[TEXTE DE LECTURE]
━━━━━━━━

Séance du
vendredi 2 novembre 2001 à
20h30
55e
législature -
1re
année -
1re
session -
3e
séance
PL 8643
Préconsultation
M. René Ecuyer (AdG), rapporteur de majorité. Je voudrais tout d'abord remercier les membres de la commission fiscale: en effet, pour avoir passé une heure en commission, j'ai eu le privilège de devoir rédiger le rapport et de faire la synthèse de plusieurs heures de travail et de plusieurs semaines de préparation sur le sujet... Mais après tout, c'est un sujet que j'affectionne assez. Il s'agit en l'occurrence de demander à ceux qui vivent de la crise, à ceux qui gagnent bien, une petite participation, un geste de solidarité. C'est donc avec plaisir que je me suis chargé de ce rapport. J'espère que j'ai été à la hauteur et que vous avez eu beaucoup de plaisir à le lire!
L'initiative visait au préalable le redressement des finances publiques. On peut dire que cet objectif a été atteint. Mais cette initiative visait aussi à réduire l'endettement public. C'est pour cela qu'il était important de rédiger un contre-projet à l'initiative. Il est vrai qu'il y a là quelque chose à faire: dans la situation que l'on connaît actuellement, où des milliers et des milliers de travailleurs se retrouvent à la rue, au chômage, en raison de l'imprévoyance et de l'incapacité des dirigeants de leur entreprise, et devront frapper à la porte des offices sociaux et voir comment survivre, il faudra trouver des moyens. Or, les moyens, ce sont les finances publiques. Tout le monde doit payer la facture de l'incompétence...
A ce sujet, j'ai été assez sidéré par ce que j'ai entendu. Ainsi, j'ai entendu des candidats au Conseil d'Etat expliquer qu'il fallait diminuer les impôts des entreprises et réduire la fiscalité. C'est évidemment un non-sens, surtout lorsqu'il faudra faire davantage appel aux finances publiques pour faire face aux difficultés de nos concitoyens.
Il s'agit donc aujourd'hui de demander un petit effort supplémentaire, un petit effort - il est très modeste - à ceux qui, justement, malgré la crise, malgré les difficultés, trouvent encore le moyen de s'enrichir et de réaliser des affaires faramineuses. On a vu que l'on donnait des gratifications importantes au directeur de Swissair pour qu'il quitte son poste, au directeur des CFF... Partout, on voit que les dirigeants reçoivent de bonnes gratifications. Par contre, on ne trouve pas les moyens de payer les gens qui partent en retraite, même anticipée.
Le contre-projet est intéressant. Il épargne ceux qui ont de petites fortunes, puisque l'on a relevé la franchise de l'imposition sur la fortune. Je vous rappelle qu'elle était à 50000 F pour une personne seule et qu'elle passera à 75000 F. Pour les personnes à la retraite et les couples, elle s'élevait à 150000 F. Elle passera à 200000 F. En revanche, le barème d'imposition des gros revenus et des grosses fortunes a été relevé afin que tous, surtout ceux qui vivent bien, puissent contribuer à l'effort de solidarité.

━━━━━━━━

[LISTE DES CONSIGNES]
a – D'après le compte rendu de séance, pourquoi le contre-projet épargne-t-il les personnes qui ont de petites fortunes ? Répondez en une à trois phrases.
b – Restituez mot pour mot, dans le compte rendu de séance, le passage allant de « Le contre-projet est » jusqu'à « l'effort de solidarité. ».
c – Le compte rendu de séance confirme-t-il les affirmations suivantes ? Répondez par oui ou non à chacune et citez les mots du texte qui tranchent. (i) La franchise pour une personne seule passera à 75000 F. (ii) Le rapporteur a passé plusieurs semaines en commission. (iii) Le barème d'imposition des gros revenus a été abaissé.
Les lignes qui suivent ne sont pas nécessaires.

Entrées de données enregistrées:
━━━━━━━━

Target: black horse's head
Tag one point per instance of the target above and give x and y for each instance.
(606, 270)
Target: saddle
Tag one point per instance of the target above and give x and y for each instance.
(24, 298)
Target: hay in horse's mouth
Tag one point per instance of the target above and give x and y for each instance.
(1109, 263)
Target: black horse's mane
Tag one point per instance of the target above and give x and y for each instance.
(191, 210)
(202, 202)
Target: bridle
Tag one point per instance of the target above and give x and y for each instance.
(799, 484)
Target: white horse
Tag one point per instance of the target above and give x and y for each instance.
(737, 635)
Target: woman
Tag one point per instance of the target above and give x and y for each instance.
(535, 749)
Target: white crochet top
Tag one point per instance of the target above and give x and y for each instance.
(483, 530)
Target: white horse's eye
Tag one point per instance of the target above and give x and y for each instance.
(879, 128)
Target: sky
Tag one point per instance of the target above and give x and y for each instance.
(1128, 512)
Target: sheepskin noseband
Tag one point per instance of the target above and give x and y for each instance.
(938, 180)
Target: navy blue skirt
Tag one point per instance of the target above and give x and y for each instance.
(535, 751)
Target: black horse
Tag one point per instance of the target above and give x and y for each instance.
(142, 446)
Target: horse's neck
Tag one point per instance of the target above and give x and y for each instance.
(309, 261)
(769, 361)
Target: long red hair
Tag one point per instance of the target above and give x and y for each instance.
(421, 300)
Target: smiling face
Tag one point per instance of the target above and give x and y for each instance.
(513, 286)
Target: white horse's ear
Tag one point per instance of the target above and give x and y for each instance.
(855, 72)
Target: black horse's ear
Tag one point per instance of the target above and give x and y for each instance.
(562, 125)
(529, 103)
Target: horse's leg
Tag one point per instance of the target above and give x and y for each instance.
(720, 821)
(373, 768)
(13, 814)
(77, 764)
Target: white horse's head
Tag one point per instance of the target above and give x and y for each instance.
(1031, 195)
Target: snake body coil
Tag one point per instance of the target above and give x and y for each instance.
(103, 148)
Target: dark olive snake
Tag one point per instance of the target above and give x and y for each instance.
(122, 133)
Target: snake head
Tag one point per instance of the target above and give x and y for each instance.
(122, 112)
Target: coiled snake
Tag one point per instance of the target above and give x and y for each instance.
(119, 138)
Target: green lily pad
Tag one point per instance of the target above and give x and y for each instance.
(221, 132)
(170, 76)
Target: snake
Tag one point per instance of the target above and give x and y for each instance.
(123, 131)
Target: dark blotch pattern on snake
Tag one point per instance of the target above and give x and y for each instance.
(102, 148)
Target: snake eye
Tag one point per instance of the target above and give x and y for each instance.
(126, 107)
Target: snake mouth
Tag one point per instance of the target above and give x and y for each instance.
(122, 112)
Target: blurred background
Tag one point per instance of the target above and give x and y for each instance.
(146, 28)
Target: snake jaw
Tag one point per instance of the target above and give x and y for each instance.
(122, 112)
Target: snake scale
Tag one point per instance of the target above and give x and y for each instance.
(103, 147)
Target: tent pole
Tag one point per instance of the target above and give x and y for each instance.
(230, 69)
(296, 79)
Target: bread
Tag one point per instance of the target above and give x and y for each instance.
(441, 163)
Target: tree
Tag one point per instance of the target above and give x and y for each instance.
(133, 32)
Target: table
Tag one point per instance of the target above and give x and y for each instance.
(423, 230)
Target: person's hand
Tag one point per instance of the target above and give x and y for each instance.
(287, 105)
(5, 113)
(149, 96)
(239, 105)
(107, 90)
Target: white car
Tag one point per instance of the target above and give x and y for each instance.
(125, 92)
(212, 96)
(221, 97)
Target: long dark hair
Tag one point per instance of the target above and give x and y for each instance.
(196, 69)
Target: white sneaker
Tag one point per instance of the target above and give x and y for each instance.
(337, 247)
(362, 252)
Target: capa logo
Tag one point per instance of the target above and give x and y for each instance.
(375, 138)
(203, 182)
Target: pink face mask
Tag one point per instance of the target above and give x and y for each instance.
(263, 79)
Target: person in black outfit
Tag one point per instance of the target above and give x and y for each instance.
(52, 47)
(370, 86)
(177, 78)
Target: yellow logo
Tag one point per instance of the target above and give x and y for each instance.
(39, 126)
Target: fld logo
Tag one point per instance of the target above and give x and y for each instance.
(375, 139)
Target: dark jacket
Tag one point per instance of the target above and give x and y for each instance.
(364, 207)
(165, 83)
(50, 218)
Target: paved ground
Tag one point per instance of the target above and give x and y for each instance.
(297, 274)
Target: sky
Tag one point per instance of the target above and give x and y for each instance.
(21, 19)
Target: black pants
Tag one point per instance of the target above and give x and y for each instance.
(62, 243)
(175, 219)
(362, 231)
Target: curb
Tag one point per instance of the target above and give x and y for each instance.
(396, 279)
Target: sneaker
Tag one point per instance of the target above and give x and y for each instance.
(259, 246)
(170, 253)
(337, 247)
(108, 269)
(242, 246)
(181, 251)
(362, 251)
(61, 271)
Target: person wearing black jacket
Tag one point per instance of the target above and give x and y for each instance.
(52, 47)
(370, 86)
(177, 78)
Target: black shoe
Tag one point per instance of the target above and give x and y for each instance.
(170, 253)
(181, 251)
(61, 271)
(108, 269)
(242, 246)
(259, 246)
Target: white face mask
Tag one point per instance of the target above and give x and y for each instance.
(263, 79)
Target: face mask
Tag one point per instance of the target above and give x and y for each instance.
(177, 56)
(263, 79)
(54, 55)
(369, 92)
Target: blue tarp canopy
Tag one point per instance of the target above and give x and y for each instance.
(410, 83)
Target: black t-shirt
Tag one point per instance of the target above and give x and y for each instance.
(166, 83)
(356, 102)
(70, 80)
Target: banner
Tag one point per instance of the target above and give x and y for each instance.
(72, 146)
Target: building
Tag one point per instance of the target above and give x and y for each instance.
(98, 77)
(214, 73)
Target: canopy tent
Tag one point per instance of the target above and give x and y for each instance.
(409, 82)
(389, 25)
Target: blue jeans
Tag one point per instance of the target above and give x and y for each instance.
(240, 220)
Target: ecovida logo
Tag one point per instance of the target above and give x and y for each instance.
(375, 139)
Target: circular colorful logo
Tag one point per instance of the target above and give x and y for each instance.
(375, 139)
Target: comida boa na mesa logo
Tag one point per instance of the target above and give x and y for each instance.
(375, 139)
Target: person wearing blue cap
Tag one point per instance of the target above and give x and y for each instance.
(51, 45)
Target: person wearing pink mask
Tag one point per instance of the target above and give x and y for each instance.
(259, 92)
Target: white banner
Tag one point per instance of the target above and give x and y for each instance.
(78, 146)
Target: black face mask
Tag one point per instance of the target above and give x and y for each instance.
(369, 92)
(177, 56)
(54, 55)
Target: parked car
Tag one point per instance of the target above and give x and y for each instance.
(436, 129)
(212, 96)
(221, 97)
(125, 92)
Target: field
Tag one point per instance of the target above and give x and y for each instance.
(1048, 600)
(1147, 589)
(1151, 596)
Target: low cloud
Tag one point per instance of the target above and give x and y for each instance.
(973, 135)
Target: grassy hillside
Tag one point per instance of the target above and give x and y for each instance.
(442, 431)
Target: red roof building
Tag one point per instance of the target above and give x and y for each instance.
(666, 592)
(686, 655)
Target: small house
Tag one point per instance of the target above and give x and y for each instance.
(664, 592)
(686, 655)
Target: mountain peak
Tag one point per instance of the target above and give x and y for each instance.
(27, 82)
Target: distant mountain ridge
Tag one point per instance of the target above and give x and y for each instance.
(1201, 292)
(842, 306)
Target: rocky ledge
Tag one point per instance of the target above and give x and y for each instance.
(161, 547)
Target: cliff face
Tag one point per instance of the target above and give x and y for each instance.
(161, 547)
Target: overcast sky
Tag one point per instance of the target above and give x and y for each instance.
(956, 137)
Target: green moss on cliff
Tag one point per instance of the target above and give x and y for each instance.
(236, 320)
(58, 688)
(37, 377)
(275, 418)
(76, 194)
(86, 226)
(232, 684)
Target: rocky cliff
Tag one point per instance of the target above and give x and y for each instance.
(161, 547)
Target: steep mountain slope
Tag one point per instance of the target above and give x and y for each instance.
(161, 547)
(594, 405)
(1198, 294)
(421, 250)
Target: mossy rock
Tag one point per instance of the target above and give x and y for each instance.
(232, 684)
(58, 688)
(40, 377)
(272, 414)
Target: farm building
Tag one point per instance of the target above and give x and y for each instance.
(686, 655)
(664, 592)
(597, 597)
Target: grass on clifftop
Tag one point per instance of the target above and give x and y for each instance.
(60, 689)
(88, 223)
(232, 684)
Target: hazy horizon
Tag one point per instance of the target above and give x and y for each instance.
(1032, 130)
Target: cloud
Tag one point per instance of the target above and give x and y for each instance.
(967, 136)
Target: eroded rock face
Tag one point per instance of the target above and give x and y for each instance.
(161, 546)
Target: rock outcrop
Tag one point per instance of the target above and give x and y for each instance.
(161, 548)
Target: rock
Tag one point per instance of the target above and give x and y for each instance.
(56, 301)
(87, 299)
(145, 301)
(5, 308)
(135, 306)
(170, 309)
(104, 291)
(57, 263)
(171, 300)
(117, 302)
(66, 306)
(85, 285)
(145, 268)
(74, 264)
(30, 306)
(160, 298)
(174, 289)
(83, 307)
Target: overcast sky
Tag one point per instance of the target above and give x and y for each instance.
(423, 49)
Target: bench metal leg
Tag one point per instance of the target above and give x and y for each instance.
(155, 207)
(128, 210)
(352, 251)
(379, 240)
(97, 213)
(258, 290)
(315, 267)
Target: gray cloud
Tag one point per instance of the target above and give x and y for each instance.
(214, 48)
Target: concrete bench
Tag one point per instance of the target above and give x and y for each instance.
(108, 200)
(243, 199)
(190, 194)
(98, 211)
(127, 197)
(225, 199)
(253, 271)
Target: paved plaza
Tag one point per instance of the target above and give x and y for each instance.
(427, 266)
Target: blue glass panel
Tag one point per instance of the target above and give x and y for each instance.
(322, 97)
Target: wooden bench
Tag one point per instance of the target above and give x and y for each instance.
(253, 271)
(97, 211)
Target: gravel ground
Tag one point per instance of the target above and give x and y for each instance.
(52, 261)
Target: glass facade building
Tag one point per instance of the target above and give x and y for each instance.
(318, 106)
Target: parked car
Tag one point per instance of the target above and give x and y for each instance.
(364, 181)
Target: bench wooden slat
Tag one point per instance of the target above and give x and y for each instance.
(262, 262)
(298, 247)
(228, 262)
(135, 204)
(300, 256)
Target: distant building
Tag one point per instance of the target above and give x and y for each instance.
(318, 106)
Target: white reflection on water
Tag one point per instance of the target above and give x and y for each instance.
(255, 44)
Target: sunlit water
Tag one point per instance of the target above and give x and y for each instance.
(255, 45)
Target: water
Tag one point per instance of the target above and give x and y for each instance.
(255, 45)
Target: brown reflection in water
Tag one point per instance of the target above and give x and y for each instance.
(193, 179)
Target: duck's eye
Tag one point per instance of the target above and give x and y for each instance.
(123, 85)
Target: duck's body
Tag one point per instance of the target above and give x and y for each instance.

━━━━━━━━

[CORRIGÉ]
a – Le contre-projet épargne ces personnes parce que la franchise de l'imposition sur la fortune a été relevée. Elle passe de 50000 F à 75000 F pour une personne seule. Pour les personnes à la retraite et les couples, elle passe de 150000 F à 200000 F.

b –
Le contre-projet est intéressant. Il épargne ceux qui ont de petites fortunes, puisque l'on a relevé la franchise de l'imposition sur la fortune. Je vous rappelle qu'elle était à 50000 F pour une personne seule et qu'elle passera à 75000 F. Pour les personnes à la retraite et les couples, elle s'élevait à 150000 F. Elle passera à 200000 F. En revanche, le barème d'imposition des gros revenus et des grosses fortunes a été relevé afin que tous, surtout ceux qui vivent bien, puissent contribuer à l'effort de solidarité.

c –
(i) Oui : « elle était à 50000 F pour une personne seule et qu'elle passera à 75000 F ».
(ii) Non : « pour avoir passé une heure en commission ».
(iii) Non : « le barème d'imposition des gros revenus et des grosses fortunes a été relevé ».